* **Exercise prompt**
From the entries that follow, copy every line with the word "drawer".

Records drawn from a dataset:
- - - - -
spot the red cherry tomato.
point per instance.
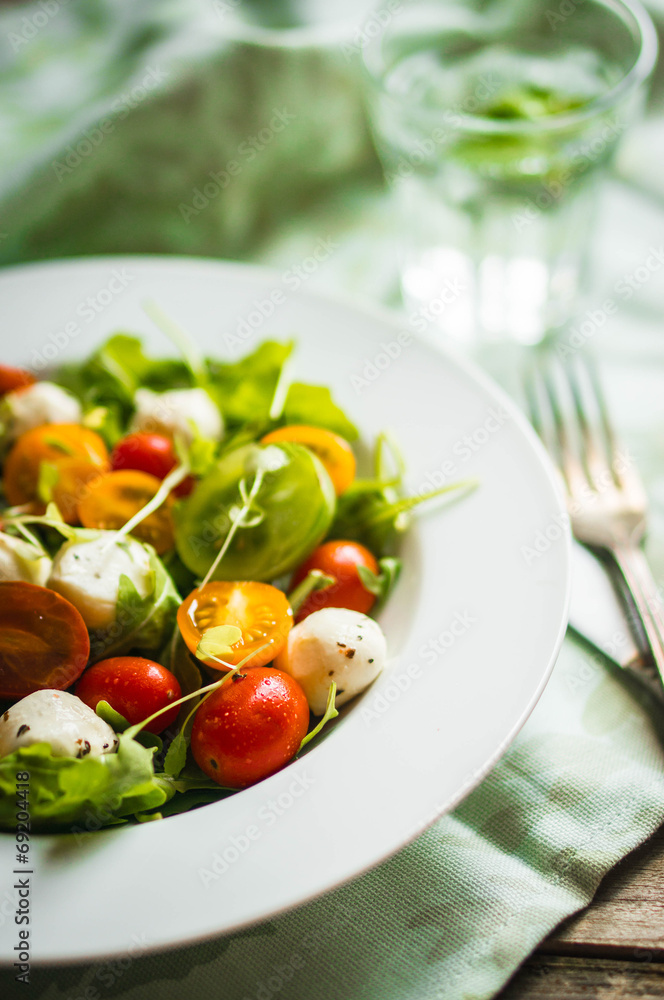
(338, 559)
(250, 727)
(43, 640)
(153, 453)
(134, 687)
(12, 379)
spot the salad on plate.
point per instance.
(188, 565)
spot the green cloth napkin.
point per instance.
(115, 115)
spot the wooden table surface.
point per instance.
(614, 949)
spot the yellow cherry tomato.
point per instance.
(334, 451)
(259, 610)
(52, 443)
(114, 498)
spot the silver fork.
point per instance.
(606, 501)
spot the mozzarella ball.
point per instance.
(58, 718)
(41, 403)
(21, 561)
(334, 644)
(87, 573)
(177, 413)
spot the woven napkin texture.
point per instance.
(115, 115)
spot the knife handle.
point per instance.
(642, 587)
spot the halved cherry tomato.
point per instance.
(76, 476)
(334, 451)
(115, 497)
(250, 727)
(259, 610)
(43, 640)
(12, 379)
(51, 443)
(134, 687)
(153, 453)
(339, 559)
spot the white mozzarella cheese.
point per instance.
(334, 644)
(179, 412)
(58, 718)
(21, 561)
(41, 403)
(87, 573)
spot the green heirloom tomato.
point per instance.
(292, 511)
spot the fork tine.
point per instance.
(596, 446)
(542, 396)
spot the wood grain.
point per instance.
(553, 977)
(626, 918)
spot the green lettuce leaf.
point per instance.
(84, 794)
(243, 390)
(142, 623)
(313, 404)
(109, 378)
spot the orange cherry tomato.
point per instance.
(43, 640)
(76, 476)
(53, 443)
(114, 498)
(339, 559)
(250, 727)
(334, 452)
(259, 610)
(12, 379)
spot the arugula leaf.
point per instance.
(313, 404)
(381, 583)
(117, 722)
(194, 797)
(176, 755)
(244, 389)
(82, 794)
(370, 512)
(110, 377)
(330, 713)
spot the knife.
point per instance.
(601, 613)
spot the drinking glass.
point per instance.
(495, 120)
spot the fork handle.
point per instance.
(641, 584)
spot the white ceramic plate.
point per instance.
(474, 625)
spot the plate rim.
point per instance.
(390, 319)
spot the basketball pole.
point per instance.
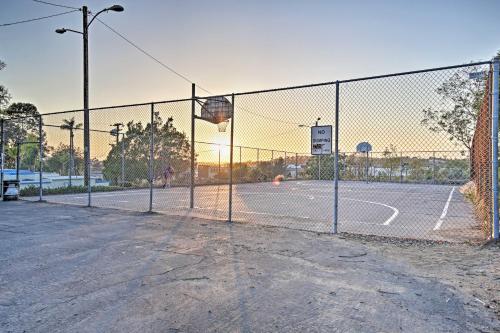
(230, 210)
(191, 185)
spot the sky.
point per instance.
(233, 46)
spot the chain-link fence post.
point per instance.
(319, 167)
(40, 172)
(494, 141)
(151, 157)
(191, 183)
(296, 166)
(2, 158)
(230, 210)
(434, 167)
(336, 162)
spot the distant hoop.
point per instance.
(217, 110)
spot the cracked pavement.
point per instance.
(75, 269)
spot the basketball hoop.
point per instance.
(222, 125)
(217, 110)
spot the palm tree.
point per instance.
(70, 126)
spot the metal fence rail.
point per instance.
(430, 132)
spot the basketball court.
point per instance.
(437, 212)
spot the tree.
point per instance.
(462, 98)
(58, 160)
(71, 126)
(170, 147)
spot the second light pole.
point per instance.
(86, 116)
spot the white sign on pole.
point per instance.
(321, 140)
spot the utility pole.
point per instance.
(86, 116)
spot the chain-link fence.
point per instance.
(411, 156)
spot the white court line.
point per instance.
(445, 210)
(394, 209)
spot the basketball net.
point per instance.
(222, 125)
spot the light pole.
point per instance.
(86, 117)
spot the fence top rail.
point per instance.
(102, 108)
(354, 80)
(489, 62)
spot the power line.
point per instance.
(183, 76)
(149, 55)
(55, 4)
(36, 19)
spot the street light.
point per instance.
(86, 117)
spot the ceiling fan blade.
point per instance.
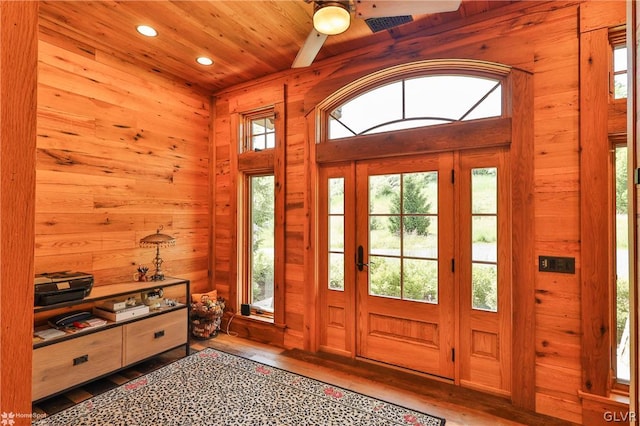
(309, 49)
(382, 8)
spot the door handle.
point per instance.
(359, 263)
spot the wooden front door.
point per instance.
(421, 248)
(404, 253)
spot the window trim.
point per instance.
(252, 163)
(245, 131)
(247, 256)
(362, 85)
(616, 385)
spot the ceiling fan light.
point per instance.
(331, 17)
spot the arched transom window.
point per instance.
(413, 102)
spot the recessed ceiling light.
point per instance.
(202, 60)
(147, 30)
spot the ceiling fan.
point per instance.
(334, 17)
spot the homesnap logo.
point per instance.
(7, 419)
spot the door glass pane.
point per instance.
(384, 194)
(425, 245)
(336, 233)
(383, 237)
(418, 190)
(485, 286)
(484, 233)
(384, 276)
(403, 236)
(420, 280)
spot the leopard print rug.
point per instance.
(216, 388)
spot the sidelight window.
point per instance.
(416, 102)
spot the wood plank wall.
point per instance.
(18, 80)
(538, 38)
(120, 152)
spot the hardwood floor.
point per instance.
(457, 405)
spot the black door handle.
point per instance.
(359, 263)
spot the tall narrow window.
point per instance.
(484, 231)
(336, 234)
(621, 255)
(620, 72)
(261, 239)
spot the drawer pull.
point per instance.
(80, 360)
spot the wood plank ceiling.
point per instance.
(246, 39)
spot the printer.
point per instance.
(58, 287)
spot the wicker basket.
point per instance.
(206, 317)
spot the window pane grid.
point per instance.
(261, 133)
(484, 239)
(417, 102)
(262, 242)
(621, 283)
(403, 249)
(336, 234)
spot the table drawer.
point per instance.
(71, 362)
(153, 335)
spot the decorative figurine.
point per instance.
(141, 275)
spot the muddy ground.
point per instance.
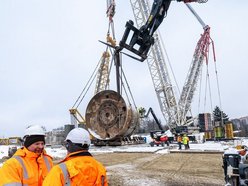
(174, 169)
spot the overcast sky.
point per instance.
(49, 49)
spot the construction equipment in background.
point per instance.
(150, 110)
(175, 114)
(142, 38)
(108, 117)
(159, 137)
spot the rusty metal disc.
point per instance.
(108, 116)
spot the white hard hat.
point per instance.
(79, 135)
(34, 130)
- - - - -
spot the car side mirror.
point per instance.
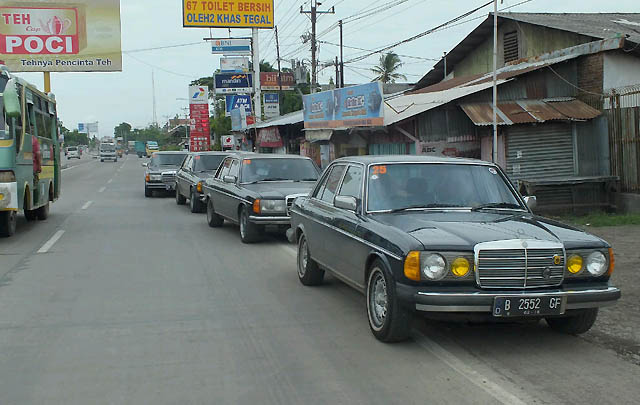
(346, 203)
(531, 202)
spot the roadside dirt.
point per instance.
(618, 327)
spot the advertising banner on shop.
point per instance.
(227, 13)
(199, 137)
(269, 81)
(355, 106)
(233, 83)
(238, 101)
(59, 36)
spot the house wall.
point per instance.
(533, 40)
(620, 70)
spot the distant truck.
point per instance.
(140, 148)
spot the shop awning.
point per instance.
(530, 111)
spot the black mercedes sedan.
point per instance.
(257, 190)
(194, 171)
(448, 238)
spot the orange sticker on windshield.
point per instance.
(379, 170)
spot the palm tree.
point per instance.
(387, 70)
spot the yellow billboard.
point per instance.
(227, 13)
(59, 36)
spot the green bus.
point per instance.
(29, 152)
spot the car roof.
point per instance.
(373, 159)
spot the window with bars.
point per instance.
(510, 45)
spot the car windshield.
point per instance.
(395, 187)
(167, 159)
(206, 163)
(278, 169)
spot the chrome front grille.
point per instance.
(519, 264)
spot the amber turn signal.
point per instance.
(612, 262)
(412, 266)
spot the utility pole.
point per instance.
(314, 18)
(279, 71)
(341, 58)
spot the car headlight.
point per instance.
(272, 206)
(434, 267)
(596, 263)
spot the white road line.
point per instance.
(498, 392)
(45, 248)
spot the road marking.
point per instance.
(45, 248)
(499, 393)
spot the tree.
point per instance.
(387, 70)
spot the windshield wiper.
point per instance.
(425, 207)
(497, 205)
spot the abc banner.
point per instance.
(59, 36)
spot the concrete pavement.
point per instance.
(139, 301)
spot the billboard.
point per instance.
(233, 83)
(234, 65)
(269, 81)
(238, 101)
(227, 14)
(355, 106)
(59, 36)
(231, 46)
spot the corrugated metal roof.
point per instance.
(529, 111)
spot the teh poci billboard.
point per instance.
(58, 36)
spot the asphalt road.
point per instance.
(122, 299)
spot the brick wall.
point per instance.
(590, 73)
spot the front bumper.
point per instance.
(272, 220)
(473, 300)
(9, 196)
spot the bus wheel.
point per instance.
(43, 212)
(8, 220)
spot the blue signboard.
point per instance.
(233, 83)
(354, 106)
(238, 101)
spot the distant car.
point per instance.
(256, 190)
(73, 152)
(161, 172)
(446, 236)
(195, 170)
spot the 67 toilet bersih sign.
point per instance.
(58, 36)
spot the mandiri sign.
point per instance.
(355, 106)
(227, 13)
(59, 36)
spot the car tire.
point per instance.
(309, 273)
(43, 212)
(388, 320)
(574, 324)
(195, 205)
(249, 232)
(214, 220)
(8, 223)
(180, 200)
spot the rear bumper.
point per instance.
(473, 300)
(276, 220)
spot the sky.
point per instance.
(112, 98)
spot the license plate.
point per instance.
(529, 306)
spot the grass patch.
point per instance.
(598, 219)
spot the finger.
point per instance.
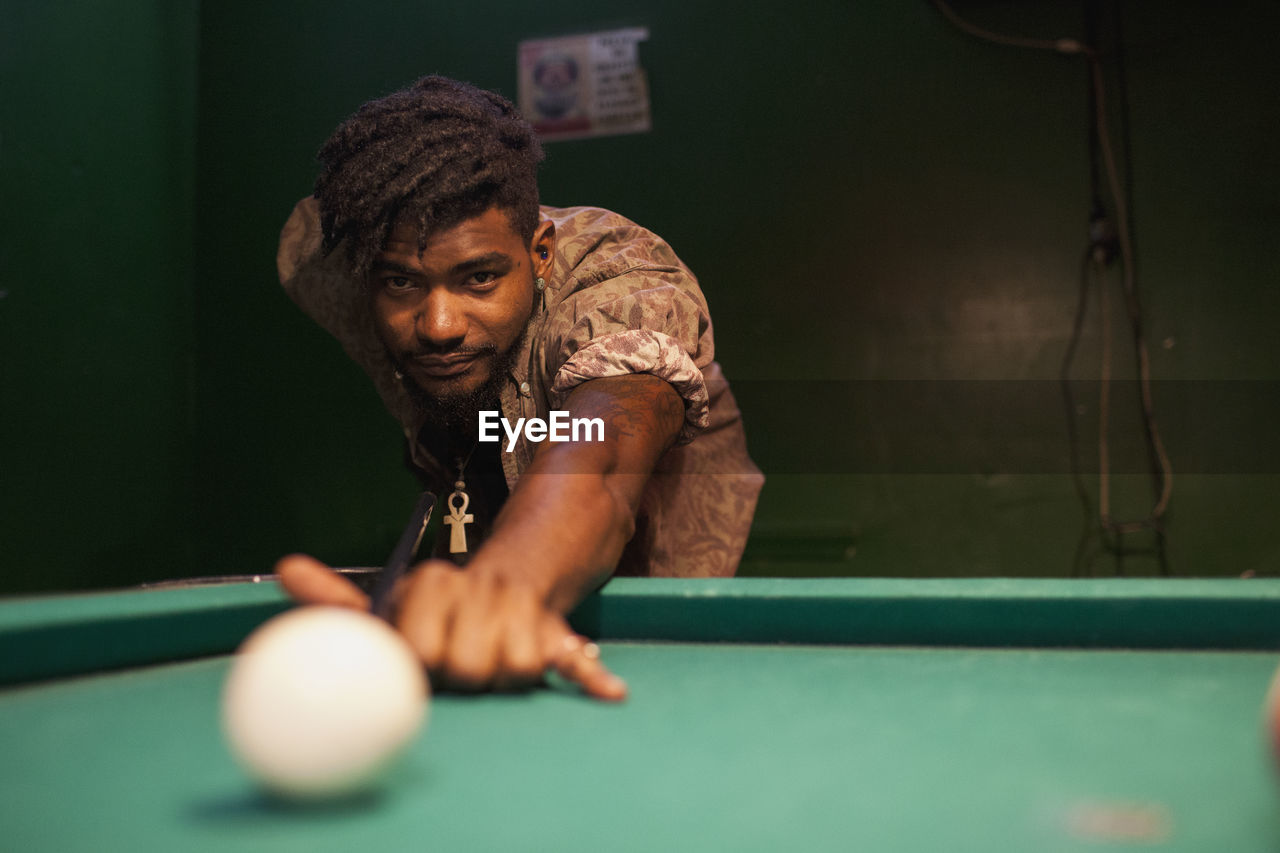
- - - - -
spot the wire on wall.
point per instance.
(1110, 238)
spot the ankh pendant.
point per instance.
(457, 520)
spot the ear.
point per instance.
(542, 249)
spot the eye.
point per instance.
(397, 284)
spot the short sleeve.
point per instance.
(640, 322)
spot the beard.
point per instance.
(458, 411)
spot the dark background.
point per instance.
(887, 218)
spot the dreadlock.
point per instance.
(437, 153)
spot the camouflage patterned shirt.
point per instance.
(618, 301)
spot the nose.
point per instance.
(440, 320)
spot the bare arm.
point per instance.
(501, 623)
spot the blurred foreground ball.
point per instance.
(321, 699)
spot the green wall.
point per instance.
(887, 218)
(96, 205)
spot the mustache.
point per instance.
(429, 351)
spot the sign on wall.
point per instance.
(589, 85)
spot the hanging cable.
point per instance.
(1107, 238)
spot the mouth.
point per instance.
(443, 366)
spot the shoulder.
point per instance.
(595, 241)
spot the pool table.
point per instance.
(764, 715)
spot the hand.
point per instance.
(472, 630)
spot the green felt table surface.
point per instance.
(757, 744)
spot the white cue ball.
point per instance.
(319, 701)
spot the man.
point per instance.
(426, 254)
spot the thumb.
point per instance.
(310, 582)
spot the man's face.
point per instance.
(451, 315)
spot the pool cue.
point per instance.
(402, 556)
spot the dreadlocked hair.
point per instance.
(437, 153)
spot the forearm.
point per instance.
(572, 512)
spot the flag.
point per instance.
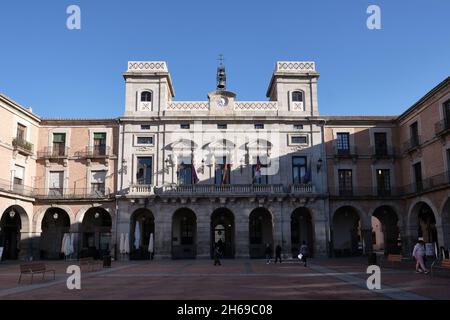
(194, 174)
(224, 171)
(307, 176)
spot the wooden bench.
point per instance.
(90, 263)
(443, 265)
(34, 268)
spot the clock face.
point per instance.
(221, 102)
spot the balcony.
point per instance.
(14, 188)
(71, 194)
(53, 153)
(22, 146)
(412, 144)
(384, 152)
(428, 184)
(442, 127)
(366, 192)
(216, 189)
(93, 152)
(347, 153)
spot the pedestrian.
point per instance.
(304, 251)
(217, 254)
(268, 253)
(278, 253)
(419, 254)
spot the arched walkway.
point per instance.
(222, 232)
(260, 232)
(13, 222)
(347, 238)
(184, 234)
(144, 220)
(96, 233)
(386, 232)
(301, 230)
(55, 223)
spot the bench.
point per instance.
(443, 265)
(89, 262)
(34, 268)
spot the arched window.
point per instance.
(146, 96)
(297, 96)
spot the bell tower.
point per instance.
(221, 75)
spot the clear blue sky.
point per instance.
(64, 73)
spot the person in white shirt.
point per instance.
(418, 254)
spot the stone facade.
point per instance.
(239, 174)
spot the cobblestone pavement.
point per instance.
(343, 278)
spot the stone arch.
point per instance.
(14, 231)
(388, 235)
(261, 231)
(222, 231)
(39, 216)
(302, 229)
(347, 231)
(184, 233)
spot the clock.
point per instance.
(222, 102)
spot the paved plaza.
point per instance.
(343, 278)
- - - - -
* **Completed exercise**
spot the drawer pull.
spot the table drawer.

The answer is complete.